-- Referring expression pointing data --
<<<<

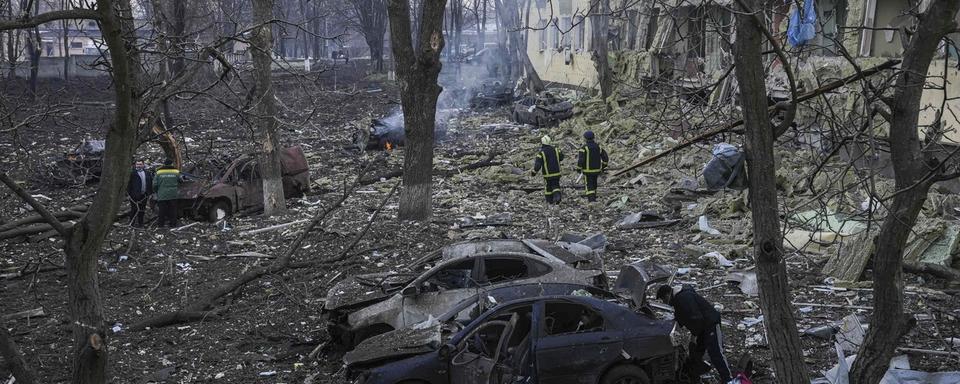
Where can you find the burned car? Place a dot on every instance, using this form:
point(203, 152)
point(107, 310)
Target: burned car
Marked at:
point(491, 94)
point(366, 305)
point(239, 186)
point(543, 110)
point(547, 339)
point(417, 339)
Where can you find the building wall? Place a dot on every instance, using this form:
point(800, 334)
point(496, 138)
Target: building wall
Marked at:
point(557, 56)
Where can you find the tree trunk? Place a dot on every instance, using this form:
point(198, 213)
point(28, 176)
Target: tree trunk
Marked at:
point(782, 335)
point(910, 166)
point(418, 66)
point(266, 109)
point(66, 45)
point(83, 245)
point(600, 25)
point(177, 36)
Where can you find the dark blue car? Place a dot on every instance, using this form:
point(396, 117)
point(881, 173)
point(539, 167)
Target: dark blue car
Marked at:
point(546, 339)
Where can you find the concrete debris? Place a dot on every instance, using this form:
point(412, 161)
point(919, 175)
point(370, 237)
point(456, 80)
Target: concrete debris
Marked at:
point(850, 333)
point(646, 219)
point(704, 226)
point(747, 281)
point(717, 259)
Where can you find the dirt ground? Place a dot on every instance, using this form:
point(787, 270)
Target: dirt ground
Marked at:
point(270, 326)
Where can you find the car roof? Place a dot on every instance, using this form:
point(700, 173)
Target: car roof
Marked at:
point(534, 289)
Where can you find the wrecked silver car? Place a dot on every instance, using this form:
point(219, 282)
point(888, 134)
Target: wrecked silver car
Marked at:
point(366, 305)
point(550, 333)
point(422, 337)
point(547, 339)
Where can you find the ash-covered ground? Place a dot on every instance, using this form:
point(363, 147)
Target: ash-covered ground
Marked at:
point(269, 327)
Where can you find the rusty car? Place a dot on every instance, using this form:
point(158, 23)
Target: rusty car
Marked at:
point(546, 339)
point(542, 110)
point(239, 186)
point(362, 306)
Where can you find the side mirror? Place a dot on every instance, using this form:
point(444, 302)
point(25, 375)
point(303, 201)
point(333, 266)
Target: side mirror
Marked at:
point(445, 351)
point(410, 291)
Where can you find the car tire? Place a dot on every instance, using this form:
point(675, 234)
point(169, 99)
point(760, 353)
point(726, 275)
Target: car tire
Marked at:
point(625, 374)
point(218, 210)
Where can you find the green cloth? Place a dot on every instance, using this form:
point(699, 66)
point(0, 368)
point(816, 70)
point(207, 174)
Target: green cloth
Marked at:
point(166, 183)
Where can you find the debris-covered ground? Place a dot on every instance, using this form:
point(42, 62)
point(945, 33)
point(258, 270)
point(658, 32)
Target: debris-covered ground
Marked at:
point(269, 328)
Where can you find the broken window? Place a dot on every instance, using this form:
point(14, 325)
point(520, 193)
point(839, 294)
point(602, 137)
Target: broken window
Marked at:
point(633, 28)
point(564, 317)
point(579, 32)
point(565, 28)
point(455, 276)
point(555, 29)
point(500, 269)
point(651, 28)
point(542, 27)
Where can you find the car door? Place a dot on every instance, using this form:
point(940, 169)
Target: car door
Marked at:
point(496, 350)
point(250, 186)
point(575, 344)
point(440, 289)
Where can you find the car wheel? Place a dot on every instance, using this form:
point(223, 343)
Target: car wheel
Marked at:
point(626, 374)
point(219, 210)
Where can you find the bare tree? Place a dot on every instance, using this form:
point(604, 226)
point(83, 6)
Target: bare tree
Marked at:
point(915, 171)
point(600, 25)
point(83, 241)
point(768, 245)
point(417, 58)
point(266, 109)
point(371, 16)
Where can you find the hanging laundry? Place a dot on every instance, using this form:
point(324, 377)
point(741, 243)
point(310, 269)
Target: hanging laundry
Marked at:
point(803, 24)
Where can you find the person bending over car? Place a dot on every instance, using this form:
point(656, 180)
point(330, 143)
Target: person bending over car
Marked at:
point(698, 315)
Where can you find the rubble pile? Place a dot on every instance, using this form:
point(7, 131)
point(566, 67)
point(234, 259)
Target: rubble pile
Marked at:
point(662, 214)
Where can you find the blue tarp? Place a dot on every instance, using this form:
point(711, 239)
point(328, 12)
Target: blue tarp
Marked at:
point(803, 25)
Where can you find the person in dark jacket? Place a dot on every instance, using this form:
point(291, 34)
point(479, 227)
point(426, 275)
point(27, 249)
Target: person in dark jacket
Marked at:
point(591, 160)
point(139, 189)
point(696, 314)
point(548, 162)
point(165, 185)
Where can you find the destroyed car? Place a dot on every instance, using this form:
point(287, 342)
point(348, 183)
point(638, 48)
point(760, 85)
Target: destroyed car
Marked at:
point(547, 339)
point(541, 111)
point(240, 187)
point(491, 94)
point(366, 305)
point(402, 343)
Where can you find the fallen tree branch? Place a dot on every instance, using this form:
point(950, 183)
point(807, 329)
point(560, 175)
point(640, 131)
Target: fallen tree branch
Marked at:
point(730, 126)
point(37, 312)
point(54, 223)
point(15, 361)
point(201, 308)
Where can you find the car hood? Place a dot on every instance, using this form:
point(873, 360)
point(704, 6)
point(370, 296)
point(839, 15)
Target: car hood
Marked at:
point(365, 289)
point(558, 107)
point(394, 345)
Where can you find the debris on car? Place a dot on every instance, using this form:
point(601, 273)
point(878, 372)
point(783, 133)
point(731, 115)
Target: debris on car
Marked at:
point(366, 305)
point(418, 338)
point(239, 186)
point(544, 339)
point(543, 110)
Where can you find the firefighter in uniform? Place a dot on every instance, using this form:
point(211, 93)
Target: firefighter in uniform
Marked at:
point(548, 161)
point(591, 160)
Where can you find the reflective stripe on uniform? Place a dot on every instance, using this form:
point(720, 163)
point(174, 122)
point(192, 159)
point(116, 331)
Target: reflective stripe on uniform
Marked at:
point(546, 164)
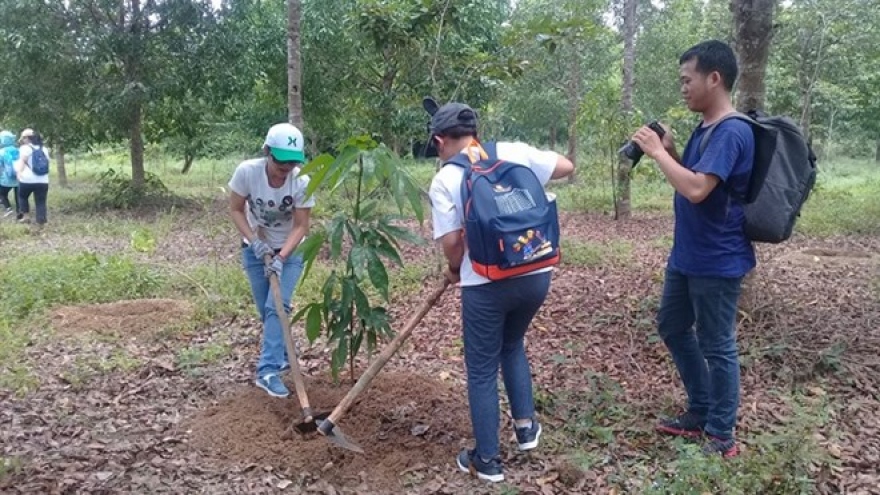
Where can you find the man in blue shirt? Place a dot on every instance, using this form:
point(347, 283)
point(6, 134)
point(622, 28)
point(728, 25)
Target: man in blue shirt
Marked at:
point(710, 252)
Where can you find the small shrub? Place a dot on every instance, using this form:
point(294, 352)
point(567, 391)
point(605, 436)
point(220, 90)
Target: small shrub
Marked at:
point(193, 357)
point(115, 190)
point(36, 282)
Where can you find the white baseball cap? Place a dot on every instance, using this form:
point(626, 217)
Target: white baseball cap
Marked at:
point(285, 143)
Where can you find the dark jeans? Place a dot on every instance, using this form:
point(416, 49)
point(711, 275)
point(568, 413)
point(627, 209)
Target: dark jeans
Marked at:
point(4, 197)
point(705, 354)
point(40, 192)
point(495, 318)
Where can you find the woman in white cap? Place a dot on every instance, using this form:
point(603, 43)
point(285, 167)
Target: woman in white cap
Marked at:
point(32, 169)
point(269, 206)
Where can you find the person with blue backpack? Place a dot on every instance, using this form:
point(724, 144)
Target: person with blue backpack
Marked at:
point(499, 234)
point(8, 180)
point(32, 168)
point(711, 252)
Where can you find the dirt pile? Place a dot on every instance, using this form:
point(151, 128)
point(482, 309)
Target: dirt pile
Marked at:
point(124, 317)
point(408, 425)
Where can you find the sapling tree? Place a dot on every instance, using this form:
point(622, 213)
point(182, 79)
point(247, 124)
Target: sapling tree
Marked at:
point(363, 236)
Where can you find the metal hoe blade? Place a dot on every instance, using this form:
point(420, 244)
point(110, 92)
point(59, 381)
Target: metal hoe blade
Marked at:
point(309, 424)
point(335, 435)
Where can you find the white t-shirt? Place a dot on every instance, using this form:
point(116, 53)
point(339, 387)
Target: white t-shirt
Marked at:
point(270, 207)
point(26, 175)
point(447, 212)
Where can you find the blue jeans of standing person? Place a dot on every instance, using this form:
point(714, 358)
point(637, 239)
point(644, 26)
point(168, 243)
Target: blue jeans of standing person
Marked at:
point(40, 191)
point(273, 353)
point(697, 321)
point(495, 318)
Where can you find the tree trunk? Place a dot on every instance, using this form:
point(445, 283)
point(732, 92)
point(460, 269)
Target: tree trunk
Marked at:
point(294, 64)
point(59, 163)
point(622, 203)
point(753, 21)
point(188, 158)
point(133, 61)
point(574, 103)
point(622, 207)
point(138, 178)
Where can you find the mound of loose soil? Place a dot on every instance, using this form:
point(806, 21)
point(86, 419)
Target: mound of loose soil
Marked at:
point(121, 317)
point(404, 422)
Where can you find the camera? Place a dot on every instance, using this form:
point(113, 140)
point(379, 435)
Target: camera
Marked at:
point(632, 150)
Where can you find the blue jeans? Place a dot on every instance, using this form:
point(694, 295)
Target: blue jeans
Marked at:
point(40, 191)
point(495, 318)
point(706, 354)
point(273, 353)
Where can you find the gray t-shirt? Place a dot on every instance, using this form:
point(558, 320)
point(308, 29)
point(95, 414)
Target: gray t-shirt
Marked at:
point(269, 207)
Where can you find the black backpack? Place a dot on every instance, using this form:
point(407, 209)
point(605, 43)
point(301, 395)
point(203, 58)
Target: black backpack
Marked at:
point(783, 174)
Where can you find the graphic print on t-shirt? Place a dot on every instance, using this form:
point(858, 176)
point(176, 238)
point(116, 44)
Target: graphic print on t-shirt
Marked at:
point(267, 214)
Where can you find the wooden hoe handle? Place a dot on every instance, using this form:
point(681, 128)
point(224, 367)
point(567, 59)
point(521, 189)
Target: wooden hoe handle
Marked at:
point(292, 358)
point(326, 426)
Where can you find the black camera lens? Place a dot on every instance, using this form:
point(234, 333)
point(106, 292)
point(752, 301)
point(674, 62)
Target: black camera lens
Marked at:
point(633, 151)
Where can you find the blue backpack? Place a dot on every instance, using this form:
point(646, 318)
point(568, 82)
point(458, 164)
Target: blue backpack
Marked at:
point(39, 162)
point(511, 228)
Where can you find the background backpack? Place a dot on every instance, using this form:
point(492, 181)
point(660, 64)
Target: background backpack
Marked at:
point(511, 228)
point(39, 162)
point(783, 174)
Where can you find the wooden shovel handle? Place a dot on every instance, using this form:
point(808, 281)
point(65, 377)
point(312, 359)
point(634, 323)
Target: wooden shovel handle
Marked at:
point(292, 358)
point(364, 381)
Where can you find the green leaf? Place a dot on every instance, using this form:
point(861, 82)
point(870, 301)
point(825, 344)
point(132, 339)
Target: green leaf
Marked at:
point(339, 357)
point(359, 257)
point(386, 248)
point(317, 171)
point(313, 322)
point(356, 340)
point(378, 274)
point(399, 233)
point(336, 230)
point(361, 302)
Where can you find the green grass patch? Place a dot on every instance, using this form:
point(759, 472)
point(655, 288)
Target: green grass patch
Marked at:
point(35, 282)
point(87, 367)
point(576, 252)
point(14, 374)
point(844, 201)
point(782, 459)
point(191, 358)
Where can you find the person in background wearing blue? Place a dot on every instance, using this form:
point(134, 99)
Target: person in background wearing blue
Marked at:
point(269, 207)
point(30, 182)
point(710, 252)
point(8, 180)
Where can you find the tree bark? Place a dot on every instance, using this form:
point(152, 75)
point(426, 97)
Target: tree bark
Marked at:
point(753, 21)
point(622, 205)
point(574, 103)
point(294, 64)
point(136, 141)
point(133, 71)
point(59, 163)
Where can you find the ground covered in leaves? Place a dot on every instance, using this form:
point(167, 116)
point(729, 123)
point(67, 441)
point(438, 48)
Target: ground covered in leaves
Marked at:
point(130, 401)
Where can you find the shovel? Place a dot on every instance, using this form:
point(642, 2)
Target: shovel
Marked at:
point(307, 423)
point(327, 427)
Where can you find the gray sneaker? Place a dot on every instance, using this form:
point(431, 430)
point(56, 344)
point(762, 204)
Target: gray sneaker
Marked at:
point(528, 438)
point(272, 384)
point(469, 462)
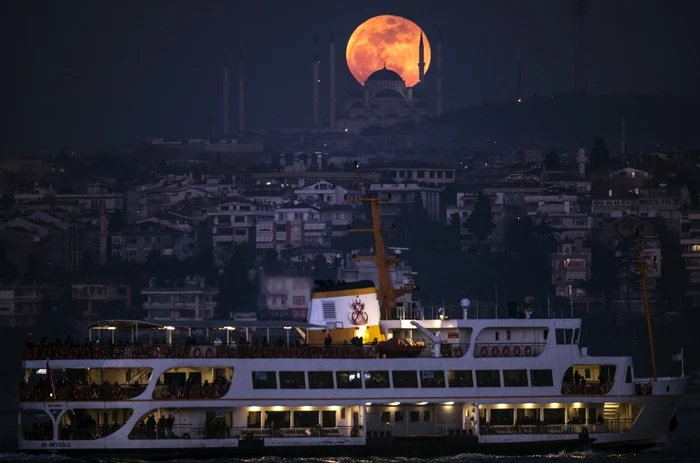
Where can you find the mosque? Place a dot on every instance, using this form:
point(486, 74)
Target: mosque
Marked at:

>>>>

Determine how many lines of the data contain "tarp" and give nothing but that number.

-- Answer space --
2